By Murilo Cunha
Before we dive in, what is MLOPs? There is much to say about it, but much like me, I'll keep this short and sweet.
As you could've guessed, MLOps is closely related to DevOps. The main idea is to reduce the friction between operations and development of ML systems. As ML engineers, we are responsible for building ML systems (as opposed to ML models only). That includes data extraction, cleaning, feature engineering, model development, training, hyperparameter tuning, model evaluation, deployment (of the model and all the processing steps as well) and monitoring (data drift, triggering automatic retraining and redeployment, you name it). That difference is important when we think about what we can do to speed up the development phase.
Much like DevOps, adhering to MLOps is not a binary thing. Different organizations may implement different levels of MLOps. But the more models you have in production or development, the more relevant these topics become. One way to assess the level of MLOps in an organization is to ask the questions: how long would a new model take to go from development to production? How hard is it to maintain the model? So, with that in mind, how could we speed things up?
- Experiment tracking: the early stages of development involve a lot of experimentation, and being able to easily see what was done and the results definitely impacts the overall speed of development.
- Reproducibility: being able to recreate results allows developers to quickly investigate and explain model behavior (includes keeping track of models, hyperparameters, data, etc.).

§ §

Required work
Continue the passage on MLOps, starting right after its last sentence. The records have no connection to the passage on MLOps.

(Point placement records)
§ §

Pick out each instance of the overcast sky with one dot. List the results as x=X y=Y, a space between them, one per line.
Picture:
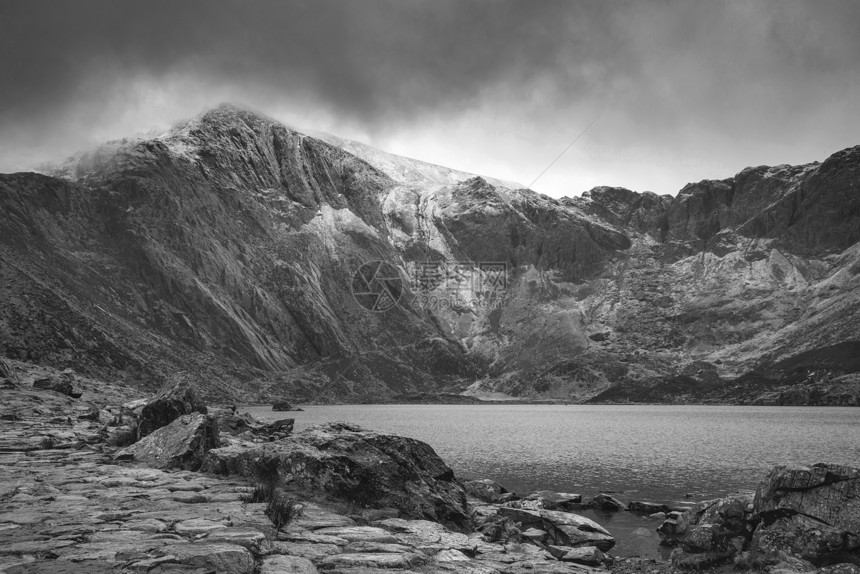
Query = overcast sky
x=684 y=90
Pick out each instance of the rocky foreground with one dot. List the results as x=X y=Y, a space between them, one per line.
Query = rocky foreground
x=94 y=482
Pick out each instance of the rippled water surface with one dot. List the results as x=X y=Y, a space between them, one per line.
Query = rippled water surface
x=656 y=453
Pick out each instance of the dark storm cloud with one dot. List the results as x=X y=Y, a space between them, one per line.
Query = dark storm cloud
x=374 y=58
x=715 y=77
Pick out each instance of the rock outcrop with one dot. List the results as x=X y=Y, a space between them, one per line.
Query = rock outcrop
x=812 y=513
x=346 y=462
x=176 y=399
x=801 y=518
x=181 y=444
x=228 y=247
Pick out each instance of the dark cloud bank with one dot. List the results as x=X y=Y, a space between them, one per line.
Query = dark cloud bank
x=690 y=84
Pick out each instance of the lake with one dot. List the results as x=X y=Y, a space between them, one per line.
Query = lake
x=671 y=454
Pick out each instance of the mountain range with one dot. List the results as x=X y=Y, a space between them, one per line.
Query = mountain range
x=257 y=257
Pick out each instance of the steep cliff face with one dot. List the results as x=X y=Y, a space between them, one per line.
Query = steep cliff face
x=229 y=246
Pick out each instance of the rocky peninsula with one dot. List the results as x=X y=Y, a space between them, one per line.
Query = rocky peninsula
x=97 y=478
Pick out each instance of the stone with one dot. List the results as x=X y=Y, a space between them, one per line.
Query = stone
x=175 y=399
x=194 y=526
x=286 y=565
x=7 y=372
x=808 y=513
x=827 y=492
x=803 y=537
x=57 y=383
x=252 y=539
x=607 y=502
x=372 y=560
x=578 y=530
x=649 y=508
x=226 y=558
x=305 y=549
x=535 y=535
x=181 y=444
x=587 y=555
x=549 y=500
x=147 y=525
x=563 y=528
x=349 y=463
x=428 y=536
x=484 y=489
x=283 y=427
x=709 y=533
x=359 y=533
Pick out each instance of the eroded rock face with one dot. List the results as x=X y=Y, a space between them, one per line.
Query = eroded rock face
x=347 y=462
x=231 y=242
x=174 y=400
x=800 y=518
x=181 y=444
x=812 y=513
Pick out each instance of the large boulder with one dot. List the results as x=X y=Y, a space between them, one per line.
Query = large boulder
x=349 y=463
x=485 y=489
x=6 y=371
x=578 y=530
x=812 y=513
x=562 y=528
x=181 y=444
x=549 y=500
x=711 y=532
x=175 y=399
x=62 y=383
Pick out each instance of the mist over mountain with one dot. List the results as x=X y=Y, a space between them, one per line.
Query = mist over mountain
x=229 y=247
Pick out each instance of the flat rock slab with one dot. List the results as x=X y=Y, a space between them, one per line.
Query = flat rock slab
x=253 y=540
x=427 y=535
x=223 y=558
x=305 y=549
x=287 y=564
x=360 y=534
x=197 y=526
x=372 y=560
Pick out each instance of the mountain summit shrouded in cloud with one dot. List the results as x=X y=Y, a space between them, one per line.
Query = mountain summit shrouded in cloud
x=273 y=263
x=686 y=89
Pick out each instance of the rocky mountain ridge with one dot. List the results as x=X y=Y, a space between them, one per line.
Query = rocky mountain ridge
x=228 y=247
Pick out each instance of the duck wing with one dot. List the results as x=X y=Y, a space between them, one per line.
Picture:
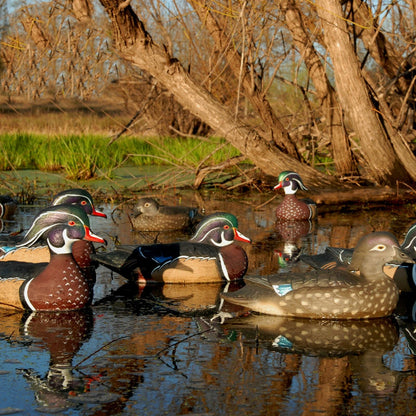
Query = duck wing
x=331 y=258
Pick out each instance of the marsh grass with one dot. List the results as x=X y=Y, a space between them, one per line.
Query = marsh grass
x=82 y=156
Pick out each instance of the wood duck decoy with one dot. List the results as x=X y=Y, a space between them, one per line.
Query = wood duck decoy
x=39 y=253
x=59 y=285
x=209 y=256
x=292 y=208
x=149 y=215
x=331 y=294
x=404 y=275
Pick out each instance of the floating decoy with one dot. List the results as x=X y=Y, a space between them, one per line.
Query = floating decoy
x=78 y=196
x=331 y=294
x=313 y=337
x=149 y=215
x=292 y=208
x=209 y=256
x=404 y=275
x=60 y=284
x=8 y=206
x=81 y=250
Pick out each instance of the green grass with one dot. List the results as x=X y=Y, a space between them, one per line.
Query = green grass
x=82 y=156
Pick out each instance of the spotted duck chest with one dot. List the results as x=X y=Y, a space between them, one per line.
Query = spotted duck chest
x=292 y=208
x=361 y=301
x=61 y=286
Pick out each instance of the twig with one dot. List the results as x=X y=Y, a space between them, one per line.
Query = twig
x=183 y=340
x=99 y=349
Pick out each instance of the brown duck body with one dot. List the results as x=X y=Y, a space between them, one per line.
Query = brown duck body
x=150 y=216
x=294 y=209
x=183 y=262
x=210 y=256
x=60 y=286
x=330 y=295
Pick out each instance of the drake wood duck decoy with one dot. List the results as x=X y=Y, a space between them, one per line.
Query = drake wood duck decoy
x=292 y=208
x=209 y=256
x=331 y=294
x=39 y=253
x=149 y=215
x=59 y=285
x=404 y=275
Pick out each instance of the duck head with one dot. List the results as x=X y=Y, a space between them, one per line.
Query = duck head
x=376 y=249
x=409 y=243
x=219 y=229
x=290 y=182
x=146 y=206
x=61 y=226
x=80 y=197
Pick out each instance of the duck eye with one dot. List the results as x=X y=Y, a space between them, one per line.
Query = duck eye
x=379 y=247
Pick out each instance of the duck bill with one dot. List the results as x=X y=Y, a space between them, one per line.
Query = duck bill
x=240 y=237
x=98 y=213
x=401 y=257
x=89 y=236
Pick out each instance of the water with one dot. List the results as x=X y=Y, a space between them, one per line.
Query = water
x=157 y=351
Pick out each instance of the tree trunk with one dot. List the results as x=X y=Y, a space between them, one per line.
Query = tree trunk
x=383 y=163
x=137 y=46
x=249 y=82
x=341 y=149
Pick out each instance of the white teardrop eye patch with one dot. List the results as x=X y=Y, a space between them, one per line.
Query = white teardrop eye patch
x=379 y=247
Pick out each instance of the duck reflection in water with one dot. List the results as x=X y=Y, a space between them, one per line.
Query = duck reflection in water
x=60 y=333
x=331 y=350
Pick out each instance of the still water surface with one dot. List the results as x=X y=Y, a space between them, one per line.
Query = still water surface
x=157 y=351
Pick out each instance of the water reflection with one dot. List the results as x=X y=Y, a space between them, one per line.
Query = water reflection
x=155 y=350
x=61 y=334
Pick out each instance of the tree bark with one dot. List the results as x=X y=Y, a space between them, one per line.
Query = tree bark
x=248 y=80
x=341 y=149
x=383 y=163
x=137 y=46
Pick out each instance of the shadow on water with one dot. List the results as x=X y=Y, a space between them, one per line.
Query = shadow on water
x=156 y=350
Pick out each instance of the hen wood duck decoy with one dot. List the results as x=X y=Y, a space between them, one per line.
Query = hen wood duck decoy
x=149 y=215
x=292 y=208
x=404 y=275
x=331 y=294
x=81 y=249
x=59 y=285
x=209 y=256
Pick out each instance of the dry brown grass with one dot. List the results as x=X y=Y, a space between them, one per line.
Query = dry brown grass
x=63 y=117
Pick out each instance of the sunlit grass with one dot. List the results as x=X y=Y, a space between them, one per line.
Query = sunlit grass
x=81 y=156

§ §

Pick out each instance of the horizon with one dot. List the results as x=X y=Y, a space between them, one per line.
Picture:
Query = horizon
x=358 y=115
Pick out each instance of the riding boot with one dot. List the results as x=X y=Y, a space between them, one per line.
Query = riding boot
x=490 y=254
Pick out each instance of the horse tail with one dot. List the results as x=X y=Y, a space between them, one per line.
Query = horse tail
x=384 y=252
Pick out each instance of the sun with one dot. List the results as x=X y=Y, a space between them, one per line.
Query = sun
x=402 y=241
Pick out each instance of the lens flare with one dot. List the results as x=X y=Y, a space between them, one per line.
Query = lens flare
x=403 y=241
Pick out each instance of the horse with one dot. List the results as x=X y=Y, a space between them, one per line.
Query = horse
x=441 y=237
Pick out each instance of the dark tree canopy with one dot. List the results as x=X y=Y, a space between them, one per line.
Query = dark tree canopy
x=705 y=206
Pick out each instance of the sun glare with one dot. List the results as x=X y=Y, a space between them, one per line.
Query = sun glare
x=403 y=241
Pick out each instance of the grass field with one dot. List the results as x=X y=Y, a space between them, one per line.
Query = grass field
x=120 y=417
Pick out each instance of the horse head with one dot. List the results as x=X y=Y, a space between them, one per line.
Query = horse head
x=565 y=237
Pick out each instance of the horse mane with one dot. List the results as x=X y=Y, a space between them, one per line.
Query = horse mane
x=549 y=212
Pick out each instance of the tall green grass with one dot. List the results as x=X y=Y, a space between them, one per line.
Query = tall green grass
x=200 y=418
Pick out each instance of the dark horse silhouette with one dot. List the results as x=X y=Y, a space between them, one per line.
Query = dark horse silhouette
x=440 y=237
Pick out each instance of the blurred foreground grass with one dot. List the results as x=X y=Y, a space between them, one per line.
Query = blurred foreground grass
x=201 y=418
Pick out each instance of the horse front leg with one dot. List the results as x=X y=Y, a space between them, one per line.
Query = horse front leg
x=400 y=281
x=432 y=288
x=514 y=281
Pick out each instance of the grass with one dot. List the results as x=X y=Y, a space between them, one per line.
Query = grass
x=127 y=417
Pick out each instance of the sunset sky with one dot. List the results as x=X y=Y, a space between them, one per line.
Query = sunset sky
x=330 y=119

§ §

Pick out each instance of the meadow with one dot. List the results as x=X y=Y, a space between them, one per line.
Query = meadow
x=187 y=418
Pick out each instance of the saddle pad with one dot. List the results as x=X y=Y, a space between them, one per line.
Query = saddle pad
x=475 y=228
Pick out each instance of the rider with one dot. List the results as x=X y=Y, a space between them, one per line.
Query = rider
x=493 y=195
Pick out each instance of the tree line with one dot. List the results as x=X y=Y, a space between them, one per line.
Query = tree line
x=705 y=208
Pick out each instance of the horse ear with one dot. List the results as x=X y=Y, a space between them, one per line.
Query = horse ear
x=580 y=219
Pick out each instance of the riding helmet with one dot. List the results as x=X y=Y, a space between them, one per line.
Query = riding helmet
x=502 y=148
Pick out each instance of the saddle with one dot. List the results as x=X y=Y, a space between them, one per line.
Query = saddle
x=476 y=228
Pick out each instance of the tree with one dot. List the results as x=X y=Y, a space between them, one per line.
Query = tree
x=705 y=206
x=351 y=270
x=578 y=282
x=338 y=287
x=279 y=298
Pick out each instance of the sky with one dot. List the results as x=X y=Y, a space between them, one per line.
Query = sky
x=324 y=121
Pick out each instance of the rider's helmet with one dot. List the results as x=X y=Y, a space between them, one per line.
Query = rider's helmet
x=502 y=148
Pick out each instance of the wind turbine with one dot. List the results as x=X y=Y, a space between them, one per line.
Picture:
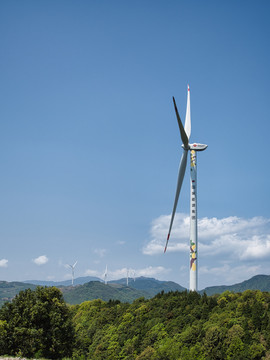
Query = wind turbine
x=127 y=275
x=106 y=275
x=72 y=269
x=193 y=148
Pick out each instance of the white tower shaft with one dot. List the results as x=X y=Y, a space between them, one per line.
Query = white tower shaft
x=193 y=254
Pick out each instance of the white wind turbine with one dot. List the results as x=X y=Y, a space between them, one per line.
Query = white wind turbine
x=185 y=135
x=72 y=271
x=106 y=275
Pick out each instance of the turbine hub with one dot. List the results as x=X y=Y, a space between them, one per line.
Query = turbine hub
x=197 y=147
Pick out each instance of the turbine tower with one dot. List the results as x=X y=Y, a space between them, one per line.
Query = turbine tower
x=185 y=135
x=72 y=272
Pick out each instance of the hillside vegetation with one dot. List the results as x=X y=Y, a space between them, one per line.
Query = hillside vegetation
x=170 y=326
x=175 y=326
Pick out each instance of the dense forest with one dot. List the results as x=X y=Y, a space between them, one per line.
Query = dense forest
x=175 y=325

§ §

Final answer
- Pipelines: especially important if we have tons of processing steps related to data cleaning and feature engineering. Due to the experimental nature of development, these pipelines may need to be rerun multiple times.
- Easy train and deploy: especially if we use cloud resources, it may take some time to create adequate training environments, managing the right dependencies and resources.
- Testing: testing can help us catch errors early, and avoid that snowball of problems to be dealt with later. This is true for testing code (unit tests) but also testing models.
- Monitoring: model monitoring also takes quite a bit of effort. Can we detect when the data goes stale? Can we set triggers to send notifications, or even retrain the model on fresh data?
Evidently, I'm glossing over some details. But you get the idea. Not only does this speeds up the whole development process but also ensures a more robust system at the end of the day. Luckily, the big cloud providers have been working hard to do a lot of the MLOps heavy-lifting for us, making them a great starting point.
AzureML and AWS Sagemaker have services for setting up pipelines, experiment tracking, VMs for model training, model deployment and monitoring. GCP also offers the AI Platform. It can be used for model deployment, pipelines and experiment tracking (with managed Kubeflow pipelines). And since they all also offer SDKs it's easy to add them in a CICD script to orchestrate deployments or training jobs.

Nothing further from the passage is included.